[Extracted records]
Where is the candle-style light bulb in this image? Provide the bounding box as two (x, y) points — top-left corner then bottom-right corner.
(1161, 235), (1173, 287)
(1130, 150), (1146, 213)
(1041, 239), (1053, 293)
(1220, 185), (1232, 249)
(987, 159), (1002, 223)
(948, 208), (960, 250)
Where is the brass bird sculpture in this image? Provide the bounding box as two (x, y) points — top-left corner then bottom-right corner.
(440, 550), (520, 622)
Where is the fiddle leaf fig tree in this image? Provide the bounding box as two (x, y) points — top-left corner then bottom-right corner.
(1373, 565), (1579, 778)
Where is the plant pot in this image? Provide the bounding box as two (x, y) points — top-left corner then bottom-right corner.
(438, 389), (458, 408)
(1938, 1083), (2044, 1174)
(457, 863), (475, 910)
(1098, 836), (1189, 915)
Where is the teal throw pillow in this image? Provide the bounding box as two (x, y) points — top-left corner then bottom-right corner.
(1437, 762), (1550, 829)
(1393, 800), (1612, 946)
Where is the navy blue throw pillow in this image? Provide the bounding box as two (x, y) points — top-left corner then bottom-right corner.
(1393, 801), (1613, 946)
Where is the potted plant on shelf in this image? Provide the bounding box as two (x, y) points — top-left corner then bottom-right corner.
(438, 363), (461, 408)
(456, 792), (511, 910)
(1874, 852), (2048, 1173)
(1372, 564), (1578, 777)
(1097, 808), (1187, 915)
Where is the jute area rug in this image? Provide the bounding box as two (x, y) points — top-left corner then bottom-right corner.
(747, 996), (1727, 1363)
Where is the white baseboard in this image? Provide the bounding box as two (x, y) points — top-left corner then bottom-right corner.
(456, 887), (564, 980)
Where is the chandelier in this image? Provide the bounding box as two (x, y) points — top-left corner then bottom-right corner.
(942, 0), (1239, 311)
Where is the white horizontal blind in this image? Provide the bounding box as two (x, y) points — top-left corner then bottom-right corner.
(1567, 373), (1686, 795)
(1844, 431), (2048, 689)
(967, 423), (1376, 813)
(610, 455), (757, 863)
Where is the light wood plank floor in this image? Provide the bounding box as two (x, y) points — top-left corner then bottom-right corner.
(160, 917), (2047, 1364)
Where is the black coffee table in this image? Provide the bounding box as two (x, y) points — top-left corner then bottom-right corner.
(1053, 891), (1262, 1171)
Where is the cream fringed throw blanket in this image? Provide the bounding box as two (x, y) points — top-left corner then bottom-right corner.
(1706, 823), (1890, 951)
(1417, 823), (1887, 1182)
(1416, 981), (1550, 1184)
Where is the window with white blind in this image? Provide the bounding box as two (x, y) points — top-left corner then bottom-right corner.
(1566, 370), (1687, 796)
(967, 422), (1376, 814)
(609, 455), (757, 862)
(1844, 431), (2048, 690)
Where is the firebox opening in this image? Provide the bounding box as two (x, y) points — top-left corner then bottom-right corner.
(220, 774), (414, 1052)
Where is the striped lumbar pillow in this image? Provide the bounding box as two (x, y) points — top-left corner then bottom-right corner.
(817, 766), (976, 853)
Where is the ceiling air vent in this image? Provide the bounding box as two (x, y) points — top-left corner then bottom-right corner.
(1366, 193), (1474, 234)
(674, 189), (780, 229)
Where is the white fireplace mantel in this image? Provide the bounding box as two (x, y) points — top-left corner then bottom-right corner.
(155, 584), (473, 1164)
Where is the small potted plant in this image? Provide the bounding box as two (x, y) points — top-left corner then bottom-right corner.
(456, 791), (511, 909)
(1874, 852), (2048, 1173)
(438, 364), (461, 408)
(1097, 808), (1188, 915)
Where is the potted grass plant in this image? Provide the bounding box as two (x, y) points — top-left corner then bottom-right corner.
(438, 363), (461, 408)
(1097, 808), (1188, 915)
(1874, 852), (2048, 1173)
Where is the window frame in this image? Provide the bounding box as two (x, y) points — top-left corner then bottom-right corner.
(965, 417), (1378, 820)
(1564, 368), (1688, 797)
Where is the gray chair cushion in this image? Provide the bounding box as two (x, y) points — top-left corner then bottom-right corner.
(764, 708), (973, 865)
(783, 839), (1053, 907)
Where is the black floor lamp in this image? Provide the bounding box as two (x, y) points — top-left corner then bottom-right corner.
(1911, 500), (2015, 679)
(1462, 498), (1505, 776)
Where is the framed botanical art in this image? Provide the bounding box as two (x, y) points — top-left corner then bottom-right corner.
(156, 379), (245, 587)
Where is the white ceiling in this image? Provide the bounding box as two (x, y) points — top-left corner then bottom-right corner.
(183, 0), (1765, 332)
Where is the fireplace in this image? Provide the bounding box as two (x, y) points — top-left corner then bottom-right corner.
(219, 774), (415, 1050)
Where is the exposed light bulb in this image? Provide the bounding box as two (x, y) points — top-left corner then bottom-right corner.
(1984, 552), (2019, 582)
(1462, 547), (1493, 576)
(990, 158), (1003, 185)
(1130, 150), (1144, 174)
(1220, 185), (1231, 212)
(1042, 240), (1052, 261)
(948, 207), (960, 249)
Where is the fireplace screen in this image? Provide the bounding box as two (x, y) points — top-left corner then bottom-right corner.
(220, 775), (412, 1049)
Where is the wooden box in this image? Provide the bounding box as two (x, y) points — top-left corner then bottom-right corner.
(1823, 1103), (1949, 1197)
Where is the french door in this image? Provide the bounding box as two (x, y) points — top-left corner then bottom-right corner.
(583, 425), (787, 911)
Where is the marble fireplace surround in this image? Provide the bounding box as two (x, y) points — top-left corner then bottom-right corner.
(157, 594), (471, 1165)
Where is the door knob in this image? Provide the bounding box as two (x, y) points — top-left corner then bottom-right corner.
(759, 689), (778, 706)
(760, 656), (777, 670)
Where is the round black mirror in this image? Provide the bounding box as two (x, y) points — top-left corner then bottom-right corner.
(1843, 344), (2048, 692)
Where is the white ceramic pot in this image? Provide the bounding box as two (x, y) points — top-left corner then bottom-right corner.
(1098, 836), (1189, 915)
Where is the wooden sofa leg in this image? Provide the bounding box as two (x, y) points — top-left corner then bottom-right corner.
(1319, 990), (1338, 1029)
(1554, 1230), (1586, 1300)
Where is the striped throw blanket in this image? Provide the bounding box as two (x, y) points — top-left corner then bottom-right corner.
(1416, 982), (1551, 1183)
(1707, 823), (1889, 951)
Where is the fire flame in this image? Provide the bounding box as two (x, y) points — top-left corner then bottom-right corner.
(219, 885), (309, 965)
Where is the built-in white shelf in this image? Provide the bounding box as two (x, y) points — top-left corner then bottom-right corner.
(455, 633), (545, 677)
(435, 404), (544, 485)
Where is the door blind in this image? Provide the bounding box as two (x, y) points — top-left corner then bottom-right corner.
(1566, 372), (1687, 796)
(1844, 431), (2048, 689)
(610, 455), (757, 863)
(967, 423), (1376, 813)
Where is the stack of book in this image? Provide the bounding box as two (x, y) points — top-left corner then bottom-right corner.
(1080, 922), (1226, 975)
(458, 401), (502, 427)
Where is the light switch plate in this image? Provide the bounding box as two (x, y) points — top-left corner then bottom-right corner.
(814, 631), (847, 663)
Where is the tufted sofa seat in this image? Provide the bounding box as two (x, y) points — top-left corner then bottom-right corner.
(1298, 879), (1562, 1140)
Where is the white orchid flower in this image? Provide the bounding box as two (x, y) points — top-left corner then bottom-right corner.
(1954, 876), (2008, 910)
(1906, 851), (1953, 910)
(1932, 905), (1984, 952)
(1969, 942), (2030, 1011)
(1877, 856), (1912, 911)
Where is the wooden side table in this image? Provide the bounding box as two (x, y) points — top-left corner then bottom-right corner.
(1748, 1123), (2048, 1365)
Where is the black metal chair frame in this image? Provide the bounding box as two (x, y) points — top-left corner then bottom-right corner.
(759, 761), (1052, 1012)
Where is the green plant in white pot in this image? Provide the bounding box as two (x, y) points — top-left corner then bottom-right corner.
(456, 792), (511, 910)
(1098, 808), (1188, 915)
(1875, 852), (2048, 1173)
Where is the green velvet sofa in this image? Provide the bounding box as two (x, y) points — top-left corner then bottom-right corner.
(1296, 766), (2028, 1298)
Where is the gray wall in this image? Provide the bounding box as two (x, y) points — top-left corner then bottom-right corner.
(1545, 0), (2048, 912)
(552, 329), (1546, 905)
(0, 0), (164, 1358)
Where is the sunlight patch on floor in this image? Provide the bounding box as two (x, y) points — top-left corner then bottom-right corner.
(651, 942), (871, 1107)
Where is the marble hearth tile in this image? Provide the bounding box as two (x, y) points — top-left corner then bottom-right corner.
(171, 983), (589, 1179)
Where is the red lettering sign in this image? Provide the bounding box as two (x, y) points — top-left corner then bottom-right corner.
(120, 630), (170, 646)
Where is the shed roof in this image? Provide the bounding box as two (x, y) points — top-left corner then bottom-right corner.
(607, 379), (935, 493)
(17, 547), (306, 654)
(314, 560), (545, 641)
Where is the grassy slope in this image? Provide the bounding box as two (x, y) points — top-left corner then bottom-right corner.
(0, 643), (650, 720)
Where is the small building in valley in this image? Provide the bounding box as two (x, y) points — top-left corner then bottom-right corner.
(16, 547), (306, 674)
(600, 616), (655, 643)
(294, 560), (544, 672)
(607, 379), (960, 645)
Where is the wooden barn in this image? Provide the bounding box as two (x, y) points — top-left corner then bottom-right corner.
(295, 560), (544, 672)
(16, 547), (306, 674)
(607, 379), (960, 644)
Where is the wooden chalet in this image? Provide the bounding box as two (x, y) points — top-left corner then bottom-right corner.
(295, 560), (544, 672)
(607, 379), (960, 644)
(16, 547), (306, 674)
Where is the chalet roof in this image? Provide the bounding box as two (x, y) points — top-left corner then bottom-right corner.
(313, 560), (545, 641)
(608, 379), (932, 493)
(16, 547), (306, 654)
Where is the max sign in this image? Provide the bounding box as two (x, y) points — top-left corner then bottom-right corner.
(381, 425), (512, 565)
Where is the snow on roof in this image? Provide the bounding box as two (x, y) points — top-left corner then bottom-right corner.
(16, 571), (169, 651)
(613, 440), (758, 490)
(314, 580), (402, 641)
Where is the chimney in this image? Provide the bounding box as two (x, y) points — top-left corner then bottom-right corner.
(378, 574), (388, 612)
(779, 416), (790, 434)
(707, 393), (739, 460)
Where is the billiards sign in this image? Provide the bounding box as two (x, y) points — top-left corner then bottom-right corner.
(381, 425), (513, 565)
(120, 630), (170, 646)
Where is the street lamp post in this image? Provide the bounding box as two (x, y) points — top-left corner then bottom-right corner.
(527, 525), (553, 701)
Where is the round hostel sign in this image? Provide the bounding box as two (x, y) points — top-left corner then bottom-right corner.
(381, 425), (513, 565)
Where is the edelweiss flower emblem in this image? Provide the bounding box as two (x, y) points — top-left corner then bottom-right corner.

[ABOUT THIS EXERCISE]:
Your task is to transcribe exactly the lines from the one with "Where is the grassy" through the end of the data, both included, and nothing besides.

[ANSWER BELOW]:
Where is the grassy slope in this image? Provide the bounding box as two (x, y) points — top-left corner then bottom-right corner.
(0, 643), (650, 720)
Where is the small building in valley in this image? Provide the bounding box as two (x, y) points — top-left corner then bottom-right corner.
(16, 547), (306, 674)
(600, 616), (655, 643)
(294, 560), (544, 672)
(607, 379), (960, 645)
Where is the wooden barn in this image? Provide the bounding box as two (x, y) points — top-left corner then bottom-right corner.
(295, 560), (544, 672)
(16, 547), (306, 674)
(607, 379), (960, 644)
Where is the wooden chalet in this image? Provide the bounding box as two (x, y) points — top-left corner then bottom-right corner.
(295, 560), (544, 672)
(607, 379), (960, 644)
(16, 547), (306, 674)
Where is the chalet roof in this image? Provide the bounding box as two (x, y) points — top-left corner then bottom-right corner.
(313, 560), (545, 641)
(608, 379), (932, 493)
(16, 547), (306, 654)
Where is the max sign in this image? Provide the bounding box as two (x, y) points — top-left corner then bottom-right corner.
(381, 425), (512, 565)
Where is the snow on roof in this image? Provide the bounding box as two (x, y) points — top-left corner then bottom-right corner.
(16, 571), (169, 651)
(613, 440), (758, 490)
(314, 580), (402, 641)
Where is the chimney in this image? Provide the bounding box as two (x, y) points — top-left corner then bottom-right corner.
(378, 574), (388, 612)
(779, 416), (790, 434)
(707, 393), (739, 460)
Where is the billiards sign in this image? Provide the bounding box as two (x, y) points — top-left corner then bottom-right corner.
(381, 425), (513, 565)
(120, 630), (170, 646)
Where is the street lamp post in this image? Provide the bounding box as two (x, y) points — top-left corner then bottom-right corner.
(527, 525), (553, 701)
Where is the round hostel sign in this image? Provide the bounding box as two (x, y) points — top-left corner then bottom-right corner.
(381, 425), (513, 565)
Where is the edelweiss flower emblem in this image? Provide the bounding box as two (x, y) points — top-left corner then bottom-right corner.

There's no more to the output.